TASK REQUIREMENTS:
Return the records verbatim, from their first line through the line that contains "positive clicks: (65, 477)", including that line.

INPUT DATA:
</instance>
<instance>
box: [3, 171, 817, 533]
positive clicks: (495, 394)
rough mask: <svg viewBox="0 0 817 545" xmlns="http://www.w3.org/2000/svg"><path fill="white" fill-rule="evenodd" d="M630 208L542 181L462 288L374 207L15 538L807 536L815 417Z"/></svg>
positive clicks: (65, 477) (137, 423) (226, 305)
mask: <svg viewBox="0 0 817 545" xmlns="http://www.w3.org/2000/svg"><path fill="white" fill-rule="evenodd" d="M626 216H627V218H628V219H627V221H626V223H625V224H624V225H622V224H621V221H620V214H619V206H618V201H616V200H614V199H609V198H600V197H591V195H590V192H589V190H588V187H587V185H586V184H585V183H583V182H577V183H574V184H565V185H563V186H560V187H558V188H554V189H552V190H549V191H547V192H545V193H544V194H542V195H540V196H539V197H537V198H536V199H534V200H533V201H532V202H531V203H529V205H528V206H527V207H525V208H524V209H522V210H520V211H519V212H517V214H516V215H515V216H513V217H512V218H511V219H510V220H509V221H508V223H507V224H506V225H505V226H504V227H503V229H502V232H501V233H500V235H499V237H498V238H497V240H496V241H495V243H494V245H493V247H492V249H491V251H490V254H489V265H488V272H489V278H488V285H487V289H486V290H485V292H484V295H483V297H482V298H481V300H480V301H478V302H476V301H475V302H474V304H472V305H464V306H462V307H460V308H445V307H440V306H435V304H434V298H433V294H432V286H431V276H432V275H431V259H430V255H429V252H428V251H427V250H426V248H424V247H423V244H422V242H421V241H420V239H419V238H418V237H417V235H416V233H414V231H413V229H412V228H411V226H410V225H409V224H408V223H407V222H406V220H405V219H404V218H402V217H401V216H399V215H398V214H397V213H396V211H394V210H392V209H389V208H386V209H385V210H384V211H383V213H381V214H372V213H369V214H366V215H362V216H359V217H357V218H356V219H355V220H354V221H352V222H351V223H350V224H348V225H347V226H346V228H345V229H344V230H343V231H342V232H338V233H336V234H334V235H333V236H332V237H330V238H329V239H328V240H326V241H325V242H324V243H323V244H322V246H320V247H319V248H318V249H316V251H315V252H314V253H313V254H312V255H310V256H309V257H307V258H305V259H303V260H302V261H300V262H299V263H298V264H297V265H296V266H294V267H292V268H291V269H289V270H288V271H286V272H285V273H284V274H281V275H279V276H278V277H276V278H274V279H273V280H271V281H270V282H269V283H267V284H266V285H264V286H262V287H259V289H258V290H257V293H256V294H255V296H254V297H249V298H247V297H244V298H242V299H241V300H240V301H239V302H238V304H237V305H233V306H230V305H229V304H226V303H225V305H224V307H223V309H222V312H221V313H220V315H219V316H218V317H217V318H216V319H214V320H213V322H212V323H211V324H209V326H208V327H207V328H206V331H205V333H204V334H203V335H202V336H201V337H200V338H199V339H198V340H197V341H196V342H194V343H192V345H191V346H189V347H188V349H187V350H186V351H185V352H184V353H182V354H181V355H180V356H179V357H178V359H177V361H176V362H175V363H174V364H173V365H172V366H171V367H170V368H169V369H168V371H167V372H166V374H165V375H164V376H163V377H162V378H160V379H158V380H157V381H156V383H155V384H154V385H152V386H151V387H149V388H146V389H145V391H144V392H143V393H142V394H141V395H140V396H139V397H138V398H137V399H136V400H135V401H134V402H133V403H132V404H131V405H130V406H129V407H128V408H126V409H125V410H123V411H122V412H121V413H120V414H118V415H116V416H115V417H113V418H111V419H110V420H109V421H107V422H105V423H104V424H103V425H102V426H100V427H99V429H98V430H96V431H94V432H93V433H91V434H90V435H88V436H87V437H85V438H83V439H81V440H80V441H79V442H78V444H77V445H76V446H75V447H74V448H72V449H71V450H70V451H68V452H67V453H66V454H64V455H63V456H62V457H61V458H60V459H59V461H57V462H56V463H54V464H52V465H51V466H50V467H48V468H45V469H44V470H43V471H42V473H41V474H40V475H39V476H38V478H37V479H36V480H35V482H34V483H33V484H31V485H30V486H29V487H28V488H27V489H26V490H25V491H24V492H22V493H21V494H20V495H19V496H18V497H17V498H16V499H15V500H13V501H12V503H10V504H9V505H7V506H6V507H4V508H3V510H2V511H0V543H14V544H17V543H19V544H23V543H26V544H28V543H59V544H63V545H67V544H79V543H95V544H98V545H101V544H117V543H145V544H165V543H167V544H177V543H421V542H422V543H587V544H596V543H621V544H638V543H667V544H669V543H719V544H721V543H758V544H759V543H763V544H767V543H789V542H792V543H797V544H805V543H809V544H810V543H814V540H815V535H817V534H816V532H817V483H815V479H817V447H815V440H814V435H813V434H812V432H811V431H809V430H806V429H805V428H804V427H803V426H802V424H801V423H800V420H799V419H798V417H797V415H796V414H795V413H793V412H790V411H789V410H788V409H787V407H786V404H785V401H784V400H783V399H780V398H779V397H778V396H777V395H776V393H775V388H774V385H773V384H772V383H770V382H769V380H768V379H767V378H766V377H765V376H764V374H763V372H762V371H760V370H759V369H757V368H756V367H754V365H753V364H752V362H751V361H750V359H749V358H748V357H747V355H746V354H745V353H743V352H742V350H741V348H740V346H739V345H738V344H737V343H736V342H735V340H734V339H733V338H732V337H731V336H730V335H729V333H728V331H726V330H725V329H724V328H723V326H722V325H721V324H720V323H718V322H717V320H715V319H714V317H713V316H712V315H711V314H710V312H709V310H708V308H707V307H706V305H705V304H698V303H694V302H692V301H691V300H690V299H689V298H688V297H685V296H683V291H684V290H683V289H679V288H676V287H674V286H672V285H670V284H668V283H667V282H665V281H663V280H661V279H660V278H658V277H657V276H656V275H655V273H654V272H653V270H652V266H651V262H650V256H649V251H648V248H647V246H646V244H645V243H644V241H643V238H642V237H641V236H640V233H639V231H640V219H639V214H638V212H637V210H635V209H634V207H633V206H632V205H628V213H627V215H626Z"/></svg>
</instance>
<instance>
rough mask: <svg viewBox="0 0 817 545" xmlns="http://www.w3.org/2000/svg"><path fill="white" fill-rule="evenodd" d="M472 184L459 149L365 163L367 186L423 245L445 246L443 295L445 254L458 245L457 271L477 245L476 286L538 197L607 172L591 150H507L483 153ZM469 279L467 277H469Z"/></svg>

YOUR RESPONSE:
</instance>
<instance>
box: [3, 171, 817, 533]
positive clicks: (495, 394)
rough mask: <svg viewBox="0 0 817 545" xmlns="http://www.w3.org/2000/svg"><path fill="white" fill-rule="evenodd" d="M630 208L542 181L462 288L374 207L15 538L807 536L815 417Z"/></svg>
positive clicks: (65, 477) (137, 423) (226, 305)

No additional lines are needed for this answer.